Como marceneiro, produziu ainda móveis e oratórios e trabalhou na reforma da Igreja N. S. do Bonfim em 1887. O ganha-pão, garantiu-o como escrivão de órfãos (1872–1878) e oficial do fórum local (1882–1894). E, como músico, Tonico do Padre foi igualmente versátil. E é aqui que havemos de nos concentrar.
Seus atributos como instrumentista (flauta e saxofone tenor), regente, compositor, arranjador musical e orquestrador são lembrados por diversos contemporâneos. Em 1867, começa a atuar na Irmandade do Santíssimo Sacramento, que no ano seguinte o nomearia responsável pela música instrumental dos eventos promovidos por ela. Um dado interessante é que a irmandade pagava pela produção musical de Tonico do Padre, uma raridade para a época. Em 1868 cria, ao lado do irmão, a Banda Euterpe e passa a ser diretor musical da Igreja da Matriz. Nela atua até o ano de 1897. Em 1872, amplia a atuação na irmandade. Além de responsável pela parte instrumental, passa a dirigir a parte vocal e ganha o título de Diretor Musical e Mestre de Capela.
O temperamento de Tonico do Padre era difícil. Ofendeu verbalmente vários músicos da cidade e compunha mesmo músicas com o intuito de ultrajar algum desafeto. Certamente por isso, em 1898 seria atacado na porta da própria casa, a pauladas. O ataque teve sequelas graves, deixando-o preso a uma cama até falecer em 15 de fevereiro de 1903.

★ ★ ★ ★ ★

### PROBLEMAS A RESOLVER:
A – No trecho sobre Tonico do Padre, em que ano ele criou a Banda Euterpe junto com o irmão?
B – Reescreva as entradas desde o início até a linha que contém "188], [143, 168]]", trocando "wooden privacy fence" por "wooden fence" e mantendo todo o resto inalterado.
O trecho e as entradas não têm relação nenhuma entre si.

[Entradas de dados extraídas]
★ ★ ★ ★ ★

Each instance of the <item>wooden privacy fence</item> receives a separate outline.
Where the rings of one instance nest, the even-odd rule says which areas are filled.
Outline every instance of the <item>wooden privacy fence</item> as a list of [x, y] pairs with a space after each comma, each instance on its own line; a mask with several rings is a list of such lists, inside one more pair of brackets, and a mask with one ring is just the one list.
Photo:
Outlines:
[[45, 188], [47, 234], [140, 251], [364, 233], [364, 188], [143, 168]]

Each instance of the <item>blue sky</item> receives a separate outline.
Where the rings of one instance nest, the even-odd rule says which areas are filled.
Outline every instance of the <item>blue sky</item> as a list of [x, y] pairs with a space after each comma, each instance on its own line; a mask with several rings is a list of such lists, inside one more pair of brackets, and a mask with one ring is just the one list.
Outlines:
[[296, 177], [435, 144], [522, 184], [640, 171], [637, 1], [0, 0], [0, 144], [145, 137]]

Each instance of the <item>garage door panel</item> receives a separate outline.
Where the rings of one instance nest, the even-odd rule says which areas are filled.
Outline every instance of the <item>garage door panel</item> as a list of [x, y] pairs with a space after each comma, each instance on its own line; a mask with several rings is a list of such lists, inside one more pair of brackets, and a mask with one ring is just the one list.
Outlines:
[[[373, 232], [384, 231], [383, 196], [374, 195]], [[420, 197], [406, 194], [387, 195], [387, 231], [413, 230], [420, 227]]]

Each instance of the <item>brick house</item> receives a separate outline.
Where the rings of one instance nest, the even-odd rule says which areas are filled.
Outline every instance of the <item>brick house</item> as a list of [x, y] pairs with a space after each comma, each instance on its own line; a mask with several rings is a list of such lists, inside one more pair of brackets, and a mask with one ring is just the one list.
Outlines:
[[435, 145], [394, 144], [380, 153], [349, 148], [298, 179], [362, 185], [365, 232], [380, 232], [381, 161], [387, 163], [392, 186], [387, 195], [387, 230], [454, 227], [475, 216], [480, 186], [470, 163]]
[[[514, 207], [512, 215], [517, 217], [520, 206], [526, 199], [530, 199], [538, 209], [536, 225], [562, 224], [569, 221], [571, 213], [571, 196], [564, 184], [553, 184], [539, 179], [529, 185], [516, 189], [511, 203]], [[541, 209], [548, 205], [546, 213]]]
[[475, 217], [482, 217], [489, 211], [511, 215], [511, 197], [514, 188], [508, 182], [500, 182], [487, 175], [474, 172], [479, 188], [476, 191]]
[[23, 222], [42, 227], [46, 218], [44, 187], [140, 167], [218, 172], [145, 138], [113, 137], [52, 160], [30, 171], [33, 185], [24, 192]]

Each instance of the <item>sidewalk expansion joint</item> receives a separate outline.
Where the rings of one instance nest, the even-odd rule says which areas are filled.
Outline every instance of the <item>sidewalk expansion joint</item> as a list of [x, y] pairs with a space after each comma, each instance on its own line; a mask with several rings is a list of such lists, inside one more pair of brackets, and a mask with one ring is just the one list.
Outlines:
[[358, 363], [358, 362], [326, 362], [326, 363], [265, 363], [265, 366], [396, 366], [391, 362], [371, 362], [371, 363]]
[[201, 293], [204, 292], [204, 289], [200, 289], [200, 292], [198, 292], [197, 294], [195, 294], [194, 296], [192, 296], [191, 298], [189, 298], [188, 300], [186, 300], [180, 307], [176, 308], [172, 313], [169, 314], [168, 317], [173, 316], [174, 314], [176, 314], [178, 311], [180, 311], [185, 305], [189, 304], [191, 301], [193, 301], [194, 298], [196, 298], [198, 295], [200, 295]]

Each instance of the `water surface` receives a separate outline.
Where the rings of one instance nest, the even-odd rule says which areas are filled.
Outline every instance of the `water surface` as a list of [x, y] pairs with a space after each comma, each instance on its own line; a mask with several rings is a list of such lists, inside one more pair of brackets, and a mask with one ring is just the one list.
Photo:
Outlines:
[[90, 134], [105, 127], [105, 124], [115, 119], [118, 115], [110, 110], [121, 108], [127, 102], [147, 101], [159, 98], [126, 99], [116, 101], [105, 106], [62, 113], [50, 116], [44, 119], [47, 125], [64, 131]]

★ ★ ★ ★ ★

### SOLUÇÕES POR TAREFA:
A – Em 1868.

B –
Each instance of the <item>wooden fence</item> receives a separate outline.
Where the rings of one instance nest, the even-odd rule says which areas are filled.
Outline every instance of the <item>wooden fence</item> as a list of [x, y] pairs with a space after each comma, each instance on its own line; a mask with several rings is a list of such lists, inside one more pair of brackets, and a mask with one ring is just the one list.
Photo:
Outlines:
[[45, 188], [47, 234], [140, 251], [364, 233], [364, 188], [143, 168]]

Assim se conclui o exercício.